REQUEST:
Beginning with the line that holds "Spot the player in maroon kit", set down each line of the data below through the very last, exactly as given, and nothing beyond that.

━━ DATASET EXTRACT ━━

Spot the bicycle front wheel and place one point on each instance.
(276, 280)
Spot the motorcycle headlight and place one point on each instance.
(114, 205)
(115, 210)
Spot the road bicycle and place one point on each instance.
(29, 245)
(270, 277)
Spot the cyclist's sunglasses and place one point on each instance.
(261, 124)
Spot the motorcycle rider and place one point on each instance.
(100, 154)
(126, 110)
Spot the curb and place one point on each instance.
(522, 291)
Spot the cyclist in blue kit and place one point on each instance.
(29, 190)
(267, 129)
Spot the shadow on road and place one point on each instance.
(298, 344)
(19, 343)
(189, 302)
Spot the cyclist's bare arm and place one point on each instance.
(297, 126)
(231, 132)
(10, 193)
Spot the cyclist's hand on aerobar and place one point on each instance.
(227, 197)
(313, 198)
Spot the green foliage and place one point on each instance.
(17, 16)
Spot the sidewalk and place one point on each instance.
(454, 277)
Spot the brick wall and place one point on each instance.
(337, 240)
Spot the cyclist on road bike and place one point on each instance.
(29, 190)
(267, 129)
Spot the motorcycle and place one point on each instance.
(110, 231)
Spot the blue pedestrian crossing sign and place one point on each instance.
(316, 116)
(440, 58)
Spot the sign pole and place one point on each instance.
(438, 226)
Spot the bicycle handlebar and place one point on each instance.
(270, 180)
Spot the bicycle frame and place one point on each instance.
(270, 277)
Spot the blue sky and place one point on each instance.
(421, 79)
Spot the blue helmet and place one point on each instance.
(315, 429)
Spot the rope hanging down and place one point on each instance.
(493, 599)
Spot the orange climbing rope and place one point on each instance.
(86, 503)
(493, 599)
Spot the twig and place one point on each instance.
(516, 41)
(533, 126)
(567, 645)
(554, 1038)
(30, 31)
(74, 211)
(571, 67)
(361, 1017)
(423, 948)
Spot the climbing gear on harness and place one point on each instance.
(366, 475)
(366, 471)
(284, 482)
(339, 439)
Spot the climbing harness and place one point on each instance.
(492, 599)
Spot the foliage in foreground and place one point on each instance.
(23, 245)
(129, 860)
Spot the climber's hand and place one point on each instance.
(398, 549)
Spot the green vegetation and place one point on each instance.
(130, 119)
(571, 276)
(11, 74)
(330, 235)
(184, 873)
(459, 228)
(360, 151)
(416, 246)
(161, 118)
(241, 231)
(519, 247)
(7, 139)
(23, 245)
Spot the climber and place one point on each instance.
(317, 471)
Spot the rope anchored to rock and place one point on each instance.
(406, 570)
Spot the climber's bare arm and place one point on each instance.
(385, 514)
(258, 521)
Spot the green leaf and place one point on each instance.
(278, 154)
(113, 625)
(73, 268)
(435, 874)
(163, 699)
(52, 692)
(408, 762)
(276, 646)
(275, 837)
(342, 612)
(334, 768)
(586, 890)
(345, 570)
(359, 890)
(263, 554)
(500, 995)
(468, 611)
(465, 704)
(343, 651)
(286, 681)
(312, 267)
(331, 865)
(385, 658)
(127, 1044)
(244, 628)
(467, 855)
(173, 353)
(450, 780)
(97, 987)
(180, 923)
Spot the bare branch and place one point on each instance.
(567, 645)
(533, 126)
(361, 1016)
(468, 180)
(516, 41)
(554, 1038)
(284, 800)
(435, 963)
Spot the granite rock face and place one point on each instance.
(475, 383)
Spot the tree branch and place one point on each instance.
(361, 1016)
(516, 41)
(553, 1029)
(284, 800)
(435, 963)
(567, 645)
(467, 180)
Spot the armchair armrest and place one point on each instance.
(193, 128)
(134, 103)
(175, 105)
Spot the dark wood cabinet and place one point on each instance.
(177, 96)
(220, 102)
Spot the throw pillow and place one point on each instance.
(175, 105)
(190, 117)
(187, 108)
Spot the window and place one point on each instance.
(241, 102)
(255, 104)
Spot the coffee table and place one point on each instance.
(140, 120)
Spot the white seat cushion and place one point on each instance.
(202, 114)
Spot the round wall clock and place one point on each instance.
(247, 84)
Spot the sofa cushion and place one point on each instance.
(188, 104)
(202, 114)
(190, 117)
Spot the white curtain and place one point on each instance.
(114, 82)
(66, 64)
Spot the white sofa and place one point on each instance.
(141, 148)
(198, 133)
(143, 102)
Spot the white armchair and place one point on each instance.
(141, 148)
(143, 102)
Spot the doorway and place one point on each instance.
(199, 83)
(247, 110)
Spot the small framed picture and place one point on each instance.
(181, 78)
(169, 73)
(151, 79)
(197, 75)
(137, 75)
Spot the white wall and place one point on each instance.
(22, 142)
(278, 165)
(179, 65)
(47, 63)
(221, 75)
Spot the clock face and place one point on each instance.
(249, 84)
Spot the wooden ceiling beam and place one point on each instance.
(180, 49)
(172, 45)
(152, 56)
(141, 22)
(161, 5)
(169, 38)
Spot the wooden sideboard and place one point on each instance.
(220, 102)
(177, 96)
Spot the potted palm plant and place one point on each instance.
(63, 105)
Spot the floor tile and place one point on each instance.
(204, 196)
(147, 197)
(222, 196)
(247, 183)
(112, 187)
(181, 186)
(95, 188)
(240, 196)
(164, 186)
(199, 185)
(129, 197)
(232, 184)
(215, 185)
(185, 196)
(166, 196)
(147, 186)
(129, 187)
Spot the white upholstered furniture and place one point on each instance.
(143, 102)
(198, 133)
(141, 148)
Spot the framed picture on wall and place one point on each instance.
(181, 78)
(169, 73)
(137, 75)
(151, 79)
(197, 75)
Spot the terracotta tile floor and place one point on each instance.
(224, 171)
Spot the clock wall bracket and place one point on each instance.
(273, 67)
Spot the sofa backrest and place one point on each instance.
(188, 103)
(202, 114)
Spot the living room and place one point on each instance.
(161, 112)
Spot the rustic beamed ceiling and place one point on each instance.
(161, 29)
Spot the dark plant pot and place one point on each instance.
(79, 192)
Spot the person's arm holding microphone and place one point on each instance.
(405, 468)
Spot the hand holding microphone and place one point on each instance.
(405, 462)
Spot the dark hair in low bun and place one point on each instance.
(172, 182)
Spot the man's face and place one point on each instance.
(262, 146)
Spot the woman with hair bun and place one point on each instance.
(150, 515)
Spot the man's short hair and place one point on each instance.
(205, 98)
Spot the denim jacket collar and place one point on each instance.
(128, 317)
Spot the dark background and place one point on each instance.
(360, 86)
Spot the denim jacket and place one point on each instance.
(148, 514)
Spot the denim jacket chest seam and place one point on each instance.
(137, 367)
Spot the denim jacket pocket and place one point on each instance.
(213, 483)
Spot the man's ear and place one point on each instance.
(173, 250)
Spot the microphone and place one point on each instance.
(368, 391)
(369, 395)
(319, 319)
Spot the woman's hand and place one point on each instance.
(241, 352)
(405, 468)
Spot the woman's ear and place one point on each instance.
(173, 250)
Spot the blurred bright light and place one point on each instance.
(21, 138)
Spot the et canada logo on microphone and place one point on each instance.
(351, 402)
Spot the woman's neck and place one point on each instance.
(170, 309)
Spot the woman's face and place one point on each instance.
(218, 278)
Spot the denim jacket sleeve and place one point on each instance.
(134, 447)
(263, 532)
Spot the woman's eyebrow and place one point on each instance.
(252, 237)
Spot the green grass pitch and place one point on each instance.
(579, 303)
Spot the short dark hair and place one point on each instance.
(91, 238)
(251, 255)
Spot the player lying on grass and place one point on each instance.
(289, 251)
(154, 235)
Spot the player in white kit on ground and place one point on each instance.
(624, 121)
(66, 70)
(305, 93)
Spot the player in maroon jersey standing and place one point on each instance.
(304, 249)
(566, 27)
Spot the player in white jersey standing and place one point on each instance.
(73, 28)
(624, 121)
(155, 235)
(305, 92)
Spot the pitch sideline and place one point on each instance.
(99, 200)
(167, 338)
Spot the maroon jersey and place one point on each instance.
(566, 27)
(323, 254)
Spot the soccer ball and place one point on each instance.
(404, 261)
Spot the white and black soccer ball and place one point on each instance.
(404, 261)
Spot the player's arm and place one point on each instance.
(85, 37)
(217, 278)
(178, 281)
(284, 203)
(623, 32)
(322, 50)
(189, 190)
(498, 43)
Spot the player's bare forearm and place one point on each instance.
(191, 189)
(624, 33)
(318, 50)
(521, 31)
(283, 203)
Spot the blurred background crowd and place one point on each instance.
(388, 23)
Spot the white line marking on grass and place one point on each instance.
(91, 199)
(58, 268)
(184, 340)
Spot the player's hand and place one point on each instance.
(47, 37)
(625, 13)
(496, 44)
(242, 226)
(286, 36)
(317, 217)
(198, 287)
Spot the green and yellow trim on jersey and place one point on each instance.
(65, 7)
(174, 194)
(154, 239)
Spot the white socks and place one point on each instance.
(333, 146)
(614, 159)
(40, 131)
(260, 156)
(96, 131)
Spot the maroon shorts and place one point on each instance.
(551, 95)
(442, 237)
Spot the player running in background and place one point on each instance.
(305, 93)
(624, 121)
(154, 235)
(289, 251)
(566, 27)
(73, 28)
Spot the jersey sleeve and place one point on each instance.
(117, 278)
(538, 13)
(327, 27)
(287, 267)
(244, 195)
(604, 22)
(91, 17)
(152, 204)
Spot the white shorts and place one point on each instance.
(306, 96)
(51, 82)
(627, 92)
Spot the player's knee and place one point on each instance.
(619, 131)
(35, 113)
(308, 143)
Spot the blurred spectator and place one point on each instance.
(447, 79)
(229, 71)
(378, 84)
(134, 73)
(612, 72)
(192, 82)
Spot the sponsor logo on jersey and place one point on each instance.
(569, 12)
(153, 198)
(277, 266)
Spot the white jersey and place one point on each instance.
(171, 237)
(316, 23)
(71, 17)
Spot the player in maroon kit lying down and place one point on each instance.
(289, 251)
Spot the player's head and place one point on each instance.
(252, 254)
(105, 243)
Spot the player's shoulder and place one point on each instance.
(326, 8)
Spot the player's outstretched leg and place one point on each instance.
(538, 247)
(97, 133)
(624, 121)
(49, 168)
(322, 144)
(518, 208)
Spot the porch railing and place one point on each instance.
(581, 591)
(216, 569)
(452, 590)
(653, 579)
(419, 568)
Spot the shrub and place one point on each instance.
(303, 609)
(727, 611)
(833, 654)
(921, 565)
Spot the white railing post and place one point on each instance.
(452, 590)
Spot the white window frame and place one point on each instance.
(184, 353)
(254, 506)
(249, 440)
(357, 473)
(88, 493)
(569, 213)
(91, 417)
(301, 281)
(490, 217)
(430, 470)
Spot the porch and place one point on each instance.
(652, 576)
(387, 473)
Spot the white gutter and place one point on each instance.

━━━

SOLUTION TO THIS PROBLEM:
Spot the player in maroon kit lying down and place one point on each instance.
(289, 251)
Spot the player's head and place one point on each instance.
(252, 254)
(105, 243)
Spot the player's shoulder and place one point on each instance.
(326, 8)
Spot the player's outstretched leg and place one point on each instance.
(538, 247)
(97, 133)
(624, 121)
(49, 168)
(322, 144)
(518, 208)
Spot the porch railing and place one point on each instance.
(581, 591)
(216, 569)
(452, 590)
(653, 579)
(419, 568)
Spot the shrub and place one point on each instance.
(303, 609)
(727, 611)
(833, 654)
(921, 565)
Spot the white railing post and place one point on each instance.
(452, 590)
Spot the white window frame and place one point on each instance.
(184, 353)
(254, 506)
(249, 440)
(357, 473)
(88, 493)
(569, 213)
(91, 417)
(301, 281)
(490, 217)
(430, 470)
Spot the porch and place one point on each instance.
(652, 576)
(387, 473)
Spot the white gutter and place one point on each instance.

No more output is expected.